(Segmentation dataset excerpts)
● ● ●

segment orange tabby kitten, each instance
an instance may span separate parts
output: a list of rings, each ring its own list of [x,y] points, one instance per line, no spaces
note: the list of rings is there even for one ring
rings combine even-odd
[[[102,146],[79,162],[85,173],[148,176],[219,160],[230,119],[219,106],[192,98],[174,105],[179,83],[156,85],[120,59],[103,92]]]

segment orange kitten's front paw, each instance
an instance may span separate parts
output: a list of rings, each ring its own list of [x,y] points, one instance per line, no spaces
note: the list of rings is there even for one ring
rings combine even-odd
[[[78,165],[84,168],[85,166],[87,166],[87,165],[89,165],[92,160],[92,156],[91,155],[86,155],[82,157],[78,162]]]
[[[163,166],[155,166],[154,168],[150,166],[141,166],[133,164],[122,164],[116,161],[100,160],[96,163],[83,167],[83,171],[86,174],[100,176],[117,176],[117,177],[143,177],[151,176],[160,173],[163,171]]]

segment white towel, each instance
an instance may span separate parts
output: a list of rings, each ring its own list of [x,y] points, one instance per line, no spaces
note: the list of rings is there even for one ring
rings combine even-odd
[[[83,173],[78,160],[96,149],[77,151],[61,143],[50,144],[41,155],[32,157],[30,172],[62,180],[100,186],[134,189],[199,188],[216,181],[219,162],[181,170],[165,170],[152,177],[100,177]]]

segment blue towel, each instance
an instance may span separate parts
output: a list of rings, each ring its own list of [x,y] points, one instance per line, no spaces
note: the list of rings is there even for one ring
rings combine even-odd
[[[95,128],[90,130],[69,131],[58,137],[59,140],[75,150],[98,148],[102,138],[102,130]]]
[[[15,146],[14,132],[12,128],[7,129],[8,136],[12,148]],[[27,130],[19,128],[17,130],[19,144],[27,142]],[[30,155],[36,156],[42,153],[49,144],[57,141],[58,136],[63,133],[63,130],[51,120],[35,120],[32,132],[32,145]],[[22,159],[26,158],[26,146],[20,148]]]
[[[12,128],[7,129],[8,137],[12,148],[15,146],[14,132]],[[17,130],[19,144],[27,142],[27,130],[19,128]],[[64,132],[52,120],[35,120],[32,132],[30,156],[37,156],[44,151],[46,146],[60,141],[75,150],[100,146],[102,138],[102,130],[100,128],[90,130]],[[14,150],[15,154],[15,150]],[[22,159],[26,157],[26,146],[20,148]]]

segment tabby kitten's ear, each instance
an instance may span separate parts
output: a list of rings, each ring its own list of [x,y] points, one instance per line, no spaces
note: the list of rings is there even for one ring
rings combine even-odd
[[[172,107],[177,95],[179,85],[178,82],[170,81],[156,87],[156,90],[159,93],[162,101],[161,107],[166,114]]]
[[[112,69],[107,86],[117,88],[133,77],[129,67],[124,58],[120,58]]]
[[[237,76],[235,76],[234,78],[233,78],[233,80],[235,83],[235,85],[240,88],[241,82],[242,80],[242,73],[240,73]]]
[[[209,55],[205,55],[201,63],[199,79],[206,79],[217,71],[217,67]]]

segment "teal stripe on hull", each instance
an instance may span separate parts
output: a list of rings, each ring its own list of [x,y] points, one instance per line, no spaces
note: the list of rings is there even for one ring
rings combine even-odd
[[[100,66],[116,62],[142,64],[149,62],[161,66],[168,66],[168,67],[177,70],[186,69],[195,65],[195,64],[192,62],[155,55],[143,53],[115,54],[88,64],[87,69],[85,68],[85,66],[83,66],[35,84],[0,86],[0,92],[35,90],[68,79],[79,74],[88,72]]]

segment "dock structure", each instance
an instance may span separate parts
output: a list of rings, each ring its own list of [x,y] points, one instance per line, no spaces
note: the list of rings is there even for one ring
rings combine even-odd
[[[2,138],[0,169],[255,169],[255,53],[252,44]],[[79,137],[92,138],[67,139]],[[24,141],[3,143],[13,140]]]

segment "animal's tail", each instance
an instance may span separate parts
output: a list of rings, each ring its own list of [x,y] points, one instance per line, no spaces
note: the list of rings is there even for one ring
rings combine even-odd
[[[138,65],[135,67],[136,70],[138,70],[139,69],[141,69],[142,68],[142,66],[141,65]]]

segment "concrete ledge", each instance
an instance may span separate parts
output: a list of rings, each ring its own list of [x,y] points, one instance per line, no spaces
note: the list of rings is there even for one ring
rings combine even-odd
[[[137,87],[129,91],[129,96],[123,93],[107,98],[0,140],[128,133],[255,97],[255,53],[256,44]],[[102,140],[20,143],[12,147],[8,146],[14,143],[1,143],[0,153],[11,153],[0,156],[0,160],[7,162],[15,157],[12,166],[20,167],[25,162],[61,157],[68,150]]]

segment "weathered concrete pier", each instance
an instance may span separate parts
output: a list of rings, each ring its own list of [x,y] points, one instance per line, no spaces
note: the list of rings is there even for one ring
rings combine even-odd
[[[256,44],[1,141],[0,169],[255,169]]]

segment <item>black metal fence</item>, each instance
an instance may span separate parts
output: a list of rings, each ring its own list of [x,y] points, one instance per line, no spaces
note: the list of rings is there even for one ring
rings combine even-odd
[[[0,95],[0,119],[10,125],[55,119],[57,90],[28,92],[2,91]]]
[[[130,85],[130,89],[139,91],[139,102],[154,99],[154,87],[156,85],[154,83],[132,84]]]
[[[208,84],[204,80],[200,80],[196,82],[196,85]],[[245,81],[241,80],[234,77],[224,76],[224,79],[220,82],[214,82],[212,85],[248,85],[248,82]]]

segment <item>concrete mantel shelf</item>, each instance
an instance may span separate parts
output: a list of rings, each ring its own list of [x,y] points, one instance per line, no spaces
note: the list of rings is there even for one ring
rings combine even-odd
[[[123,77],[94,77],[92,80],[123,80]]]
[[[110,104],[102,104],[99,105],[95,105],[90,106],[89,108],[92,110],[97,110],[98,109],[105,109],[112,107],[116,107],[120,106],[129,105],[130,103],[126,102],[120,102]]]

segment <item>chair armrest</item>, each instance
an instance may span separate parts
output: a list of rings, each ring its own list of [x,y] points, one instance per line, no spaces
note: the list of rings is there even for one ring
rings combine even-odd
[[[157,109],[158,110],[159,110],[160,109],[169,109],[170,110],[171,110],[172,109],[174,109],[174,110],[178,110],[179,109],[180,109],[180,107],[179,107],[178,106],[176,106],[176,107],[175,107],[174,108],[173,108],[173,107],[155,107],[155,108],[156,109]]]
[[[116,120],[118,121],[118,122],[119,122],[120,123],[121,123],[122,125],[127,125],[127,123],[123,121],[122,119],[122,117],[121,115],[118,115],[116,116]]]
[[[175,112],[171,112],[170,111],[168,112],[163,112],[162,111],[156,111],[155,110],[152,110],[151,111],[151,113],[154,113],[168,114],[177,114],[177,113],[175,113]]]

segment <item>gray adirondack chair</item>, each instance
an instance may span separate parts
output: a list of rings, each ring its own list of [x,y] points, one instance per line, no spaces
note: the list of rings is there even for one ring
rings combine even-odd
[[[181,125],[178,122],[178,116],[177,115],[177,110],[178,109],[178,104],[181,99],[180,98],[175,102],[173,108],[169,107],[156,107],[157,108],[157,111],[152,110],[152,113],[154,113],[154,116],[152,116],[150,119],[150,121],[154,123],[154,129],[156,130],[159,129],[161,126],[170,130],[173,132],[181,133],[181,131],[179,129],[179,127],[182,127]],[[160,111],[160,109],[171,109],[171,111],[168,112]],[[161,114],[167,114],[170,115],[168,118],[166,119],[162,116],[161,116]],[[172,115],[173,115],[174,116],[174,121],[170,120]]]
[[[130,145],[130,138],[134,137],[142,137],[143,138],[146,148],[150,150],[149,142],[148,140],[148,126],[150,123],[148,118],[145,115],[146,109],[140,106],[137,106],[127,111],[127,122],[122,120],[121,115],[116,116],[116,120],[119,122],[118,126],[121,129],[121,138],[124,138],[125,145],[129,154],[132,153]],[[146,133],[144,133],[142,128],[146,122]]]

● ● ●

_What is required:_
Extract exactly the lines between the line containing "segment <item>gray adirondack" and the end of the data, including both.

_Output of the task:_
segment <item>gray adirondack chair</item>, each instance
an instance may span separate parts
output: a list of rings, each ring its own list of [x,y] points, one instance per line, no spaces
note: the list of rings is there even for one ring
rings combine even-odd
[[[181,125],[178,122],[178,116],[177,115],[177,110],[178,109],[178,104],[181,99],[180,98],[175,102],[173,108],[169,107],[156,107],[157,108],[157,111],[152,110],[152,113],[154,113],[154,116],[152,116],[150,119],[150,121],[154,123],[154,129],[156,130],[159,129],[161,126],[170,130],[173,132],[181,133],[181,131],[179,129],[179,127],[182,127]],[[160,111],[160,109],[171,109],[171,111],[168,112]],[[161,114],[167,114],[170,115],[168,118],[166,119],[162,116],[161,116]],[[172,115],[173,115],[174,116],[174,121],[170,120]]]
[[[130,145],[130,138],[134,137],[142,137],[143,138],[146,148],[150,150],[149,142],[148,140],[148,126],[150,123],[148,118],[145,115],[146,109],[140,106],[137,106],[127,111],[127,122],[122,120],[121,115],[116,116],[116,120],[119,122],[118,126],[121,129],[121,138],[124,138],[125,145],[129,154],[132,153]],[[146,133],[144,133],[142,128],[146,122]]]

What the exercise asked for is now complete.